_Stated task_.
Could you reproduce every entry below in full, requests included, with each coordinate in the answer points adjusted by -77? Keep the sample pairs in the request lines unchanged.

****

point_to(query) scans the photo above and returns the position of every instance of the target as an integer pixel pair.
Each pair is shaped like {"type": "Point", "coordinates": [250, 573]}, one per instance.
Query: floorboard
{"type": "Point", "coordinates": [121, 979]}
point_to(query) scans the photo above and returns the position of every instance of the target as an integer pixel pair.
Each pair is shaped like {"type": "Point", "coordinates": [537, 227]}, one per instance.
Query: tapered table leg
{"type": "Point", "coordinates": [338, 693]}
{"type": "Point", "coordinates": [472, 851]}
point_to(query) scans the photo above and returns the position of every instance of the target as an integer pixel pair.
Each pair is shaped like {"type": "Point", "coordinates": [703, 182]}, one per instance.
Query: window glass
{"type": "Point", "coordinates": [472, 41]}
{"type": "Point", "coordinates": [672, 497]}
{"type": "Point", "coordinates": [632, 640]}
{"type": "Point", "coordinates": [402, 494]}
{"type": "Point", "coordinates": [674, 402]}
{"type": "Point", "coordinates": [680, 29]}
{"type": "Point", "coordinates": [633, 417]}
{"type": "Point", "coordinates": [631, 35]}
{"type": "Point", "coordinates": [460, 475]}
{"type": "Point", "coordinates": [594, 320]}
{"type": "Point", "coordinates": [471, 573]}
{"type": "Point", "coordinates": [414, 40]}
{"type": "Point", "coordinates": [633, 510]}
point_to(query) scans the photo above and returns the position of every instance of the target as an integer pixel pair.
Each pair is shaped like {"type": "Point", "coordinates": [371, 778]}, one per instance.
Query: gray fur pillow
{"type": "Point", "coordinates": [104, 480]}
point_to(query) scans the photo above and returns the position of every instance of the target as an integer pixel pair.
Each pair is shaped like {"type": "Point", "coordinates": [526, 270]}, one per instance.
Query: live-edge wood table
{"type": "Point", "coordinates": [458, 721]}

****

_Task solution_.
point_to(query) scans the photo above and returns the position of every instance of the target as an integer pixel pair.
Each pair is shaped like {"type": "Point", "coordinates": [250, 573]}, one per instance.
Query: floorboard
{"type": "Point", "coordinates": [44, 902]}
point_to(query) scans the photo above and returns the position of every instance of the target as an integer pixel pair.
Each pair is shaped like {"type": "Point", "coordinates": [537, 227]}, one per instance.
Query: tapered table leg
{"type": "Point", "coordinates": [261, 616]}
{"type": "Point", "coordinates": [395, 774]}
point_to(query) scans the photo above and returns the position of every instance of the target as an integer pixel pair.
Each pair is shaped like {"type": "Point", "coordinates": [703, 182]}, one per instance.
Query: window glass
{"type": "Point", "coordinates": [395, -36]}
{"type": "Point", "coordinates": [595, 420]}
{"type": "Point", "coordinates": [555, 563]}
{"type": "Point", "coordinates": [325, 417]}
{"type": "Point", "coordinates": [597, 325]}
{"type": "Point", "coordinates": [603, -48]}
{"type": "Point", "coordinates": [556, 340]}
{"type": "Point", "coordinates": [554, -42]}
{"type": "Point", "coordinates": [383, 398]}
{"type": "Point", "coordinates": [517, 243]}
{"type": "Point", "coordinates": [394, 496]}
{"type": "Point", "coordinates": [337, -37]}
{"type": "Point", "coordinates": [556, 433]}
point_to(query) scans the photo above and returns the position of every instance of the target as an integer pixel pair.
Each pair is shaped like {"type": "Point", "coordinates": [371, 778]}, one per instance.
Query: gray fur pillow
{"type": "Point", "coordinates": [27, 403]}
point_to(query) scans the photo above and returns the position of every instance of the target as an integer pixel pair.
Each pair is shaped like {"type": "Point", "coordinates": [526, 270]}, one per instance.
Query: live-edge wood table
{"type": "Point", "coordinates": [381, 644]}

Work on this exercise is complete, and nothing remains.